WRITTEN REQUEST => Write out the passage of the water access article that begins with the words containing "It also requires" and ends with "access to water.", without changing anything.

TEXT SEGMENT =>
[BEGIN]

Lucy Goodchild van Hilten, 22nd March 2021

In many parts of the world, water is taken for granted. Turn on a tap and it appears – clear, clean, trustworthy – whenever it’s needed. But this isn’t the case everywhere. Although decades of global efforts to ensure people have access to clean and safe water and sanitation have improved the situation somewhat, as of 2017, 2.2 billion people still lacked access to safely managed drinking water.

There is a global effort to improve access to clean water and sanitation through the UN Sustainable Development Goals – specifically Goal 6: Ensure availability and sustainable management of water and sanitation for all. This requires a multidisciplinary approach, bringing together social research and technological innovation.

It also requires an understanding of our relationship to water. This year’s World Water Day, on 22 March 2021, is on the theme of valuing water – it asks us to consider the value of water to us personally and share it on social media through #Water2me. Recognizing our different experiences helps us develop better ways to tackle the issue of access to water.

Water borrowing as a coping mechanism

For the first time, researchers have systematically studied an invisible practice that is ubiquitous around the world: water borrowing. When there is no direct water supply, or when that supply is unreliable, people often borrow water from other households. This provides them with water and its benefits in the short term, but relying on social constructs like these, especially without understanding them, will not help us tackle the larger structural issue of water access.

Professor Asher Rosinger at Penn State College of Health and Human Development and his colleagues studied water borrowing in communities with water problems across five continents. Prof. Rosinger said: “Many communities in low- and middle-income countries have to meet their water needs outside of formal institutional provisions of water. We wanted to understand how different factors related to institutional failures predict the adaptive coping strategy of water borrowing.”

[END]

DATA PROVIDED =>
[BEGIN]

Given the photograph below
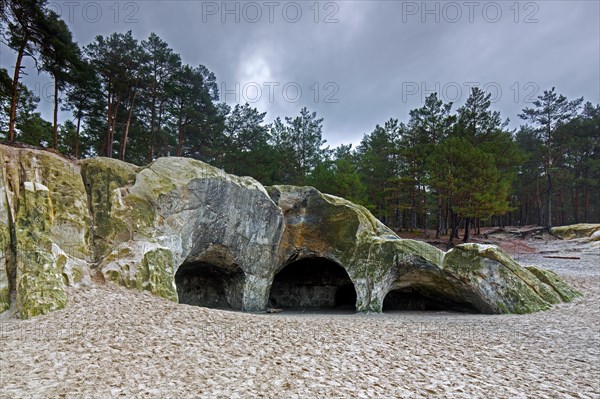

[END]

FINAL RESULT =>
It also requires an understanding of our relationship to water. This year’s World Water Day, on 22 March 2021, is on the theme of valuing water – it asks us to consider the value of water to us personally and share it on social media through #Water2me. Recognizing our different experiences helps us develop better ways to tackle the issue of access to water.